START MATERIAL FOR THIS EXERCISE

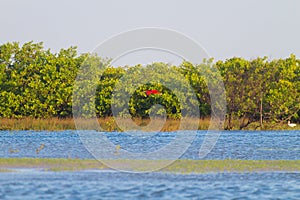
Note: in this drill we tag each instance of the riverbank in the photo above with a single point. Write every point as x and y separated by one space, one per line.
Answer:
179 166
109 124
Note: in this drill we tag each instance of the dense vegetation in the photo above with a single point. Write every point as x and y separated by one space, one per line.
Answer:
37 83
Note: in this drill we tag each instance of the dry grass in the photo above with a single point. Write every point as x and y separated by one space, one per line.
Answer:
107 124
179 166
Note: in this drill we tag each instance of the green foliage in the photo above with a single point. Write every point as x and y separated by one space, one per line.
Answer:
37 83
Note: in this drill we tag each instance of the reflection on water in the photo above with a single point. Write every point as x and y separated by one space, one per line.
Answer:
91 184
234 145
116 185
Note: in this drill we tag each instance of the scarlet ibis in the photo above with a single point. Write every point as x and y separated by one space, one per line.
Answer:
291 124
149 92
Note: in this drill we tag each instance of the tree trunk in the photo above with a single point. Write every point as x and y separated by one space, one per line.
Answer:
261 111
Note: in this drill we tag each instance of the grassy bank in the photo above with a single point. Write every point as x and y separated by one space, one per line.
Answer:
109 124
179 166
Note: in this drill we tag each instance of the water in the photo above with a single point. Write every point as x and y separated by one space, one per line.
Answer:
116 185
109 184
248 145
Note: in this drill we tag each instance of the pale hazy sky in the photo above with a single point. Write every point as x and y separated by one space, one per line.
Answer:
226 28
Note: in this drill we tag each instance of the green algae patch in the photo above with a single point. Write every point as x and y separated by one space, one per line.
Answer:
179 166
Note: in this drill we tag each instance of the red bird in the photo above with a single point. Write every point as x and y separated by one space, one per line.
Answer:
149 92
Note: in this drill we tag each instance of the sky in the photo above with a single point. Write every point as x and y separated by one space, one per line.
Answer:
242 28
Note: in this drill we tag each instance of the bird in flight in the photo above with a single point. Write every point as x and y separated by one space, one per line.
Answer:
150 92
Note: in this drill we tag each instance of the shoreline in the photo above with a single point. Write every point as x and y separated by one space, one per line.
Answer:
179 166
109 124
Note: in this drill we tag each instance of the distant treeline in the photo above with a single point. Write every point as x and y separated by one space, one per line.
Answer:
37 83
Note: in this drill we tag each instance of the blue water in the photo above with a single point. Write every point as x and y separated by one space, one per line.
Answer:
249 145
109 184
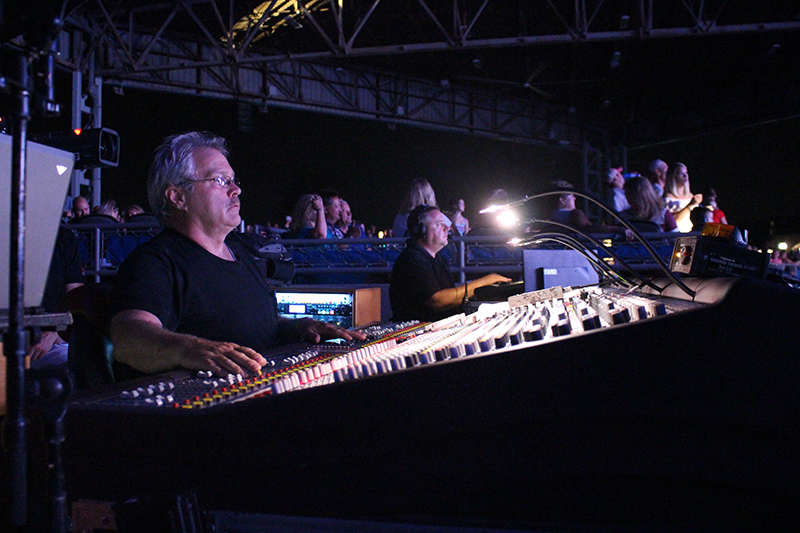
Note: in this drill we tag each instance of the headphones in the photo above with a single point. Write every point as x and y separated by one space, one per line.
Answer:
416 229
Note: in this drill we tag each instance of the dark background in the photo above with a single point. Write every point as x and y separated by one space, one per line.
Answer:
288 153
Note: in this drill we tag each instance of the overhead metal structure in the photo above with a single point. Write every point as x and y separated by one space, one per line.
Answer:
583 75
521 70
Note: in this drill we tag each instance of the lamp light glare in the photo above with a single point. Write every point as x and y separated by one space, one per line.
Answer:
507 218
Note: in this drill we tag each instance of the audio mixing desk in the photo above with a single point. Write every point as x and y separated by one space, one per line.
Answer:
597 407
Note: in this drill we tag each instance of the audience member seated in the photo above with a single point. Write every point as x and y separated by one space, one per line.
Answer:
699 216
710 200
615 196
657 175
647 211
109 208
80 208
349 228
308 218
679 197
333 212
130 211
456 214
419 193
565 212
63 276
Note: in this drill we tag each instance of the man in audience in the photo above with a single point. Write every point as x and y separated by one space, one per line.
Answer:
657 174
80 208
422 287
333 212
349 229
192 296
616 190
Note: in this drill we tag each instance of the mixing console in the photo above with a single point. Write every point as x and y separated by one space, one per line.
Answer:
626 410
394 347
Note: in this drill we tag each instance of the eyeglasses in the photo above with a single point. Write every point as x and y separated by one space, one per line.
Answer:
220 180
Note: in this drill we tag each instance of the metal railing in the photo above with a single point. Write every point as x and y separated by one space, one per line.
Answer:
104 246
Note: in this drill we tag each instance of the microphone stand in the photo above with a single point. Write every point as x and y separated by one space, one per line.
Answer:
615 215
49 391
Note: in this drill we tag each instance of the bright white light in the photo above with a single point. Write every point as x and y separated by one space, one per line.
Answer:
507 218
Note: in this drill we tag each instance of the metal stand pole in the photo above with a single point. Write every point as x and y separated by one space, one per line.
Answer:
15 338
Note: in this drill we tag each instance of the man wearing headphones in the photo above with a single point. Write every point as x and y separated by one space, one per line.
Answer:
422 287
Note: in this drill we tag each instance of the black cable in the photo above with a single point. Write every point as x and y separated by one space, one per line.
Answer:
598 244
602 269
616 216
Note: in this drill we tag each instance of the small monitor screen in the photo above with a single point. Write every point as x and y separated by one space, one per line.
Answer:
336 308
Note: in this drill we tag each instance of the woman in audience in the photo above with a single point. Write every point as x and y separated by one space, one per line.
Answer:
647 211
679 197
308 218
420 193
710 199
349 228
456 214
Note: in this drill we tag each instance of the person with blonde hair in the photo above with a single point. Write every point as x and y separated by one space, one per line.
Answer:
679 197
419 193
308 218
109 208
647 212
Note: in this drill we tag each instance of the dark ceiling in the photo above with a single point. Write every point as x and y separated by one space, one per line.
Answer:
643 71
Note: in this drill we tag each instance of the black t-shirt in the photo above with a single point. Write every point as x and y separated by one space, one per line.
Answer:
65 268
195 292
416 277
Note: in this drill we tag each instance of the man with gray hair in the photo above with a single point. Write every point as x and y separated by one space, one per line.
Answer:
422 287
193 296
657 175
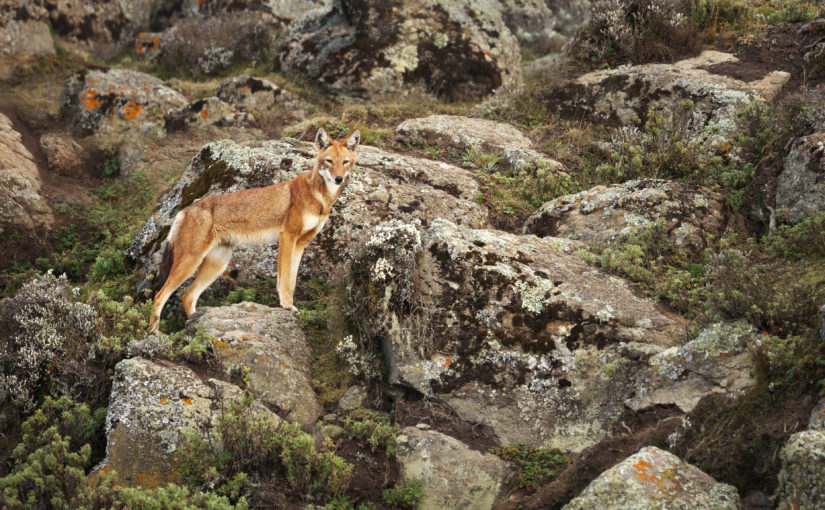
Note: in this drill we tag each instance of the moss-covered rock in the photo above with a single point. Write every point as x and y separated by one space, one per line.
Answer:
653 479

END MATERIAL FOR THIS EXERCISE

• [THE TASK]: In the data above, take the line with "Note: in this drill we tag each instance of the shoreline", the line with "Note: in this drill we tag each instance of the audience", and every line between, and set them down exactly without pictures.

• [RESULT OF THE EXERCISE]:
Note: in this drill we tag each instance of the shoreline in the photo above with a single point. Write every point as x and y separated by one space, one per line.
Answer:
179 166
109 124
Note: in this drill we tag each instance of the distant treeline in the photo above with a single point. Write every point as x and y separated by one space, one per line.
Answer:
37 83
Note: in this drill we tag each instance of the blue water in the photo above with a single point. Write every point as x and y separated by one space, one per line.
Answer:
249 145
109 184
Note: in this drill we tag each instance of the headphones in the photo above with a single point. Write every point as x and y separated by one space, one per line.
Answer:
416 229
Note: in this drill we tag each instance of the dark background in the photo above with a single point. Write every point as x and y separated by one space, one per line.
Answer:
288 153
Note: in this drill we tag each instance of the overhead metal structure in the photo above with a single point. Write every point as x and y separated by one space, one per line.
Answer:
583 75
521 70
Note: in this drill we tag each instance of the lamp light glare in the photo above with a single point. Write every point as x and y separated by one space, one per line.
Answer:
507 218
Note: in this drill we tag each instance of the audio mixing desk in the photo above with a single point. Write every point as x and y separated by one space, one per line.
Answer:
597 407
Note: in this drill we tag each instance of the audience member seated in the photo above with a single point. Write every point as x and y separated by one space, one per line.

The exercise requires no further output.